FRAGMENTO.

La poética de la ensoñación
A medida que pasa el tiempo y nos vamos poniendo viejos, algunas cosas que no hicimos en la juventud (ni que hablar de la niñez) comienzan a aparecer en nuestras vidas con formas más simples y cotidianas, como por ejemplo ir a una plaza a hacer entrenamiento funcional para boxeadores. Por supuesto que pasados los cincuenta, difícilmente uno se pueda subir a un cuadrilátero a pelear con un contrincante, aunque el otro esté en las mismas condiciones que uno; pero con el correr de las jornadas uno quizás le pregunte al entrenador cuándo lo va a llevar a un frigorífico a pegarle trompadas a una media res como hace Rocky Balboa en la película. Algo así le sucede a don Sergio, viudo reciente, de 83 casi 84, que acude al llamado de un aviso en el diario que pide a un hombre de entre ochenta y noventa años, autovalente, para un trabajo que lo puede alejar unos meses de su casa en Santiago de Chile. ¿Qué trabajo puede realizar un hombre a esa edad? Agente secreto es uno posible, aunque no sea una de las tareas más difundidas dentro de la cartera laboral que impulsa la Organización Internacional del Trabajo. Don Sergio, pues, de acuerdo con el planteo de Rómulo, el detective privado contratado inicialmente por un particular, habrá de infiltrarse como interno en un geriátrico con la misión de investigar posibles maltratos y robos a los residentes en esa casa de retiro. Una hija quiere saber si su madre es robada por las enfermeras y hasta maltratada por ellas, y don Sergio no debe levantar la perdiz para no ser descubierto: deberá convertirse en todo un topo para llevar adelante y con éxito su misión.

DATOS EXTRAÍDOS.

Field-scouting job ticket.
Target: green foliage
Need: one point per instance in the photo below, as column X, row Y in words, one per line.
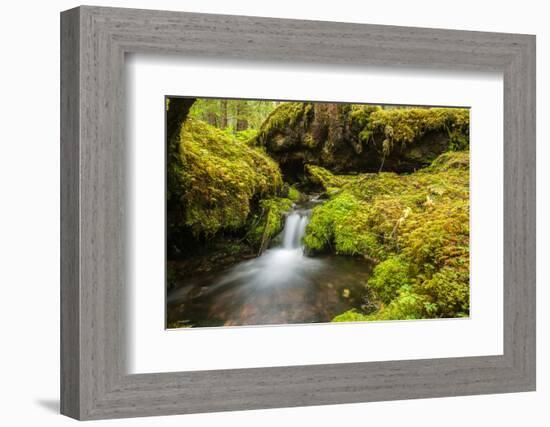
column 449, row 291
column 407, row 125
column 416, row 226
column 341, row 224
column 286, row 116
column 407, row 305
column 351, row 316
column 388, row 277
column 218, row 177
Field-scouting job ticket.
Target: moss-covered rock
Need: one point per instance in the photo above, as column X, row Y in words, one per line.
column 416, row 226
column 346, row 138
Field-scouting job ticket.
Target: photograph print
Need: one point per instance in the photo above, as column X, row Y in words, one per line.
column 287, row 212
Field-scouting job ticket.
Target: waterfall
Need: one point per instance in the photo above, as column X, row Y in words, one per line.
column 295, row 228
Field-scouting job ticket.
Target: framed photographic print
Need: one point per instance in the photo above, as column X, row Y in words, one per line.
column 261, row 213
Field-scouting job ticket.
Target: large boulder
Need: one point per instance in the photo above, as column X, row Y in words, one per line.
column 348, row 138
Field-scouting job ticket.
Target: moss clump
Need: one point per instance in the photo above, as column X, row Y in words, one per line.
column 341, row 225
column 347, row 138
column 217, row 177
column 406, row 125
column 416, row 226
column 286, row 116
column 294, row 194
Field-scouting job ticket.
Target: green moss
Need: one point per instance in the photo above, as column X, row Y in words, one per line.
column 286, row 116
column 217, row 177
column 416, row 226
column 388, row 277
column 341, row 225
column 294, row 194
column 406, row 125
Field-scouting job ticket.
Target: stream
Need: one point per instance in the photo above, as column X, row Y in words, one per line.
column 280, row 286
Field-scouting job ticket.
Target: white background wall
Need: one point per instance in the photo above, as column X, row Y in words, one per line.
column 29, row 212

CONJUNTO DE TAREAS.
(a) Enumera todos los nombres propios de personas o personajes que aparecen en el fragmento.
(b) Indica si cada afirmación coincide con el fragmento y respalda cada respuesta con una cita textual: (i) don Sergio tiene 83 años y está por cumplir 84; (ii) el aviso del diario busca a un hombre de entre sesenta y setenta años; (iii) Rómulo trabaja como enfermero en el geriátrico.

RESULTADOS POR TAREA.
(a) Rocky Balboa, don Sergio y Rómulo.

(b)
(i) Sí: «de 83 casi 84».
(ii) No: «pide a un hombre de entre ochenta y noventa años».
(iii) No: «Rómulo, el detective privado contratado inicialmente por un particular».